▶ [Письменное задание 1]: Посчитайте, сколько строк в записях содержат слово "person", учитывая регистр букв. В ответе укажите только число.
*** Текст документа ***
Понятно, что в такой ситуации цель оказывается самым таинственным в
путешествиях героев ВВ. Разумеется, есть тексты, в которых она названа
прямо: черное золото, белое золото ("Сколько чудес за туманами кроется..."),
простор и неизведанные ощущения ("Мы говорим не "штормы", а "штормА"..."),
стремление стать человеком ("Вы в огне да и в море..."). Но много чаще герой
ВВ сам не ведает, куда путь держит:
Укажите мне место, какое искал...
Навсегда в никуда --
Вечное стремленье.
К каким порогам приведет дорога?
В какую пропасть напоследок прокричу?244
Случайно ли, что именно самый симпатичный из четверки первачей так
бежит -- ни для чего, ни для кого. И МАЗ попал куда положено ему, другими
словами, неизвестно куда (нет достаточных оснований утверждать, будто МАЗ
именно из тех машин, что за Урал стал перегонять герой песни). Точно так же,
как и герой "Москвы-Одессы", "Горизонта", "Охоты на волков".
Или вот персонаж "Дома". Если его целью был край, где светло от лампад,
-- зачем ему в дом, погруженный во мрак? Искал место, где нестранные люди как
люди живут? -- что ему было делать там, где никого? А если хотел лишь
передохнуть -- потому что устал, -- так чего привередничать: то не так, это не
эдак? Нам всегда было ясно, что этот персонаж -- незваный гость в дому. А вот
присмотрелись -- оказалось, что и случайный: сам не знает, чего ищет (это и
есть тот смысл, который несут отмеченные логические неувязки в сюжетном
слое)245.
***
▶ [Письменное задание 2]: Что, согласно тексту документа, оказывается самым таинственным в путешествиях героев ВВ?
*** Предоставленные данные ***
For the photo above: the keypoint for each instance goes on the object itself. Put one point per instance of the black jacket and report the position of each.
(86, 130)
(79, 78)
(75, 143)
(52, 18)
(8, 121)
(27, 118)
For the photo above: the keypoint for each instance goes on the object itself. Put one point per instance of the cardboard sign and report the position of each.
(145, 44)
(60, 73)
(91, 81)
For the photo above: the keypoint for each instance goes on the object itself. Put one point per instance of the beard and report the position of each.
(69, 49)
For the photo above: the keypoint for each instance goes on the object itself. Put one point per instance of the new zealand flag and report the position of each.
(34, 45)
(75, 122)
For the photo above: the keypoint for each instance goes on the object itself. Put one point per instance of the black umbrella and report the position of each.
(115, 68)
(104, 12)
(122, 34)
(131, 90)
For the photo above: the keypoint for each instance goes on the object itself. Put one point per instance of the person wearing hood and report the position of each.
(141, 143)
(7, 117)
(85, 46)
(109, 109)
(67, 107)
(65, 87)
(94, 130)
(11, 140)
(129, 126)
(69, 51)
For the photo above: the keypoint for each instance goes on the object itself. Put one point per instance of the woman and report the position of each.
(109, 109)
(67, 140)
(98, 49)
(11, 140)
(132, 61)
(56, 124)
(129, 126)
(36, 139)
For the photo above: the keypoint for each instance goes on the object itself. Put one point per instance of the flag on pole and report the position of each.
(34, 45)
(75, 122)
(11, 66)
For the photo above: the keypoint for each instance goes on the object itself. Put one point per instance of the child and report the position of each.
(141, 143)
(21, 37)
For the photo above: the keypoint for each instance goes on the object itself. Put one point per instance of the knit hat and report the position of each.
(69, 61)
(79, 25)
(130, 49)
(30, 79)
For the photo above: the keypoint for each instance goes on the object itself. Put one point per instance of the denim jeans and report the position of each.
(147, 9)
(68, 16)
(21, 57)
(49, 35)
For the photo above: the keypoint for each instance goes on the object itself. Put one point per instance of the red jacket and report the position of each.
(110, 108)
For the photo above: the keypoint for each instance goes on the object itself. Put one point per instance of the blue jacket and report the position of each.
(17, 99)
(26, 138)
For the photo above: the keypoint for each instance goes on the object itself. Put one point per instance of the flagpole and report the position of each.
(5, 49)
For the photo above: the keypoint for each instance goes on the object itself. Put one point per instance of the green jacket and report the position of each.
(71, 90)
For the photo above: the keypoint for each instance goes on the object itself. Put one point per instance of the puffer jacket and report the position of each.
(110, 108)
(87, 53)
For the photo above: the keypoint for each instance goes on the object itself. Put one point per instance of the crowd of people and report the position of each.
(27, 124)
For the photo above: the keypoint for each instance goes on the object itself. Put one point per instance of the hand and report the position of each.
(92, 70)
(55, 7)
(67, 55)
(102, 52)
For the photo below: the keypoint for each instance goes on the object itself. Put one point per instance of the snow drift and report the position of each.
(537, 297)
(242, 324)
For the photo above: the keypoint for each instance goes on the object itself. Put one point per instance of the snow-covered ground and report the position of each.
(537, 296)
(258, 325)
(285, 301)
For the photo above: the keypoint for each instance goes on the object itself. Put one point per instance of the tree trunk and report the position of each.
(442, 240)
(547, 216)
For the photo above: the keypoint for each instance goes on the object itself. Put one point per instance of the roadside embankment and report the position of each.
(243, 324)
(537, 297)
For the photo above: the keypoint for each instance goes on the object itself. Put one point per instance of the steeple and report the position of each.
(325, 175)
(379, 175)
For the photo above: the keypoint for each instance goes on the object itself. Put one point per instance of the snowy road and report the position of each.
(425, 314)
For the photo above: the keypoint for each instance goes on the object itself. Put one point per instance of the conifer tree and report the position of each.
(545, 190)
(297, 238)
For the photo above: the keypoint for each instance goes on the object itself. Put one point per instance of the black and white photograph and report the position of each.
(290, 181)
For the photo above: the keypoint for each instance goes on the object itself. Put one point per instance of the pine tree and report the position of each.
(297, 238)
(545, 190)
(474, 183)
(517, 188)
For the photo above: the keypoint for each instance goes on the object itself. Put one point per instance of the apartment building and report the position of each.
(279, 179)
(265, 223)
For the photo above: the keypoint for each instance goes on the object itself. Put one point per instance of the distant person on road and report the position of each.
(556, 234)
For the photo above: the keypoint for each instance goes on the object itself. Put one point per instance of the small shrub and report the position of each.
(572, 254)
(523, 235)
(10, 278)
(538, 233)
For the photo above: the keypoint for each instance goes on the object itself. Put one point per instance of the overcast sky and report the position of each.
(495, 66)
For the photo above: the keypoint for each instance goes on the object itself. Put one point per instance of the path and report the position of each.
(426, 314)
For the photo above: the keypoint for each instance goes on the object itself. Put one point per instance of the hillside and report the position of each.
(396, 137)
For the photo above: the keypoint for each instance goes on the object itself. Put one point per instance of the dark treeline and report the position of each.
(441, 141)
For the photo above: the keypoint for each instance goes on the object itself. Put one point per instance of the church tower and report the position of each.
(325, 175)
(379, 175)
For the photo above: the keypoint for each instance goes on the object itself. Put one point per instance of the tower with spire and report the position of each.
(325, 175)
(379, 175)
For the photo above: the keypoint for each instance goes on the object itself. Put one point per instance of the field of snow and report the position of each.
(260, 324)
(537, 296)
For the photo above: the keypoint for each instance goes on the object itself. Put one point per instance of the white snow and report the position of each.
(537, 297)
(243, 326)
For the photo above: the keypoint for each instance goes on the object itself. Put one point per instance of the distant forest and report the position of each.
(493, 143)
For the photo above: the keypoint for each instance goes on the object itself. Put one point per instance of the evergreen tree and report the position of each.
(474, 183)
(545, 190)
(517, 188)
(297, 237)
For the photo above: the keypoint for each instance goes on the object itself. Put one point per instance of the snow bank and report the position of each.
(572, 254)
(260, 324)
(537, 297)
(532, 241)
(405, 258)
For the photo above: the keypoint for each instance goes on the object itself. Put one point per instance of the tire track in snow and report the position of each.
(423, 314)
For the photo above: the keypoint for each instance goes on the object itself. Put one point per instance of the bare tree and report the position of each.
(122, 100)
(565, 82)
***
▶ [Итоговый результат 1]: 2

▶ [Итоговый результат 2]: Цель.